• [GOAL OF THE EXERCISE]: Rewrite all of the data below, replacing each "rubber boot" with "rain boot" and leaving everything else unchanged; omit the pictures.

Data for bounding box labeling
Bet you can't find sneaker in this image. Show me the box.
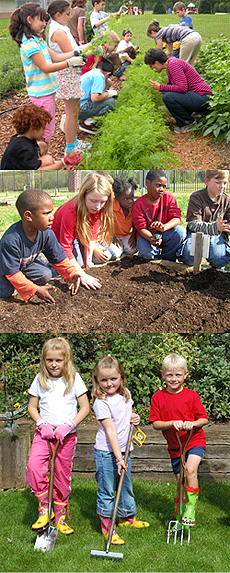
[79,121,96,134]
[118,515,149,529]
[59,113,66,133]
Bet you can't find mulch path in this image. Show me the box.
[0,257,230,333]
[0,80,230,169]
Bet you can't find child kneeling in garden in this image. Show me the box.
[0,189,80,304]
[26,337,90,535]
[1,103,82,171]
[177,169,230,269]
[149,353,208,529]
[92,354,149,545]
[132,170,185,261]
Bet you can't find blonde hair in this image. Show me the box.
[162,352,188,372]
[92,354,130,402]
[75,171,113,245]
[205,169,229,181]
[38,337,76,396]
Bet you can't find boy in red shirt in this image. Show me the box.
[149,353,208,526]
[132,170,186,261]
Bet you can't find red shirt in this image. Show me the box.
[159,56,212,95]
[149,387,208,459]
[132,191,181,237]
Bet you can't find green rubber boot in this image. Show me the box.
[170,496,186,533]
[182,486,199,527]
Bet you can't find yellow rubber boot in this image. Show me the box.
[54,501,74,535]
[118,515,149,529]
[32,490,54,531]
[100,516,125,545]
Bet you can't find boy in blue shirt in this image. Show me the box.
[0,189,80,304]
[79,58,117,133]
[172,2,193,58]
[173,2,193,30]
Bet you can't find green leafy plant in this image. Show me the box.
[196,36,230,142]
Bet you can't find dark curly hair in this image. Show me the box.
[113,177,137,199]
[12,103,52,135]
[9,2,47,48]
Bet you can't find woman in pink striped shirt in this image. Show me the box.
[144,48,212,133]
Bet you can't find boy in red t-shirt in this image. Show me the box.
[149,353,208,526]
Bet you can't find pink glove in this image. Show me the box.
[54,422,76,444]
[62,151,82,168]
[39,422,54,440]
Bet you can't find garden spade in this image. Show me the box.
[91,424,133,559]
[34,440,60,551]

• [RESULT OF THE TASK]:
Bet you can't find sneaker in this image. Show me the box.
[79,121,96,134]
[118,515,149,529]
[59,113,66,133]
Bet you can't find mulch path in this image. Show me the box.
[0,257,230,333]
[0,80,230,169]
Bet you can't find child kneeling in garden in this image. Show me the box.
[0,189,80,304]
[26,337,90,535]
[1,103,82,171]
[177,169,230,269]
[149,353,208,529]
[92,354,149,545]
[132,170,185,261]
Bet you can't find blonde hair in this image. Show me the box.
[162,352,188,372]
[92,354,130,402]
[75,171,113,245]
[205,169,229,181]
[38,337,76,396]
Bet you can't find boy in red shirt in this image. Show me the box.
[149,353,208,526]
[132,170,186,261]
Bet you can't find red shirt in this image. Show me the box.
[159,56,212,95]
[149,387,208,459]
[132,191,181,237]
Bet you can't find green rain boot in this image. Show me the box.
[170,496,186,533]
[182,486,199,527]
Bet you can't find yellow rain boot in this image. Show me the box.
[54,501,74,535]
[118,515,149,529]
[32,490,54,531]
[100,516,125,545]
Bet you can't find boy in blue shirt in this image. Show me the box.
[0,189,80,304]
[79,58,117,133]
[172,2,193,58]
[173,2,193,30]
Bet you can't find green leafy plant in this image. Show me the box.
[196,36,230,142]
Bet you can't find dark curly hair in this image. Show me the box.
[113,177,137,199]
[12,103,52,135]
[9,2,47,48]
Bet you can't find woman in pink striped shirt in this image. Show me the box.
[144,48,212,133]
Bet you can't find boy in red t-shirt in this image. Show me the box.
[149,353,208,526]
Bet you can't find pink glove in this image. Show me the box.
[54,422,76,444]
[62,151,82,168]
[39,422,54,440]
Bet you can't find garden spade in this image. Show me the box.
[91,424,133,559]
[34,440,60,551]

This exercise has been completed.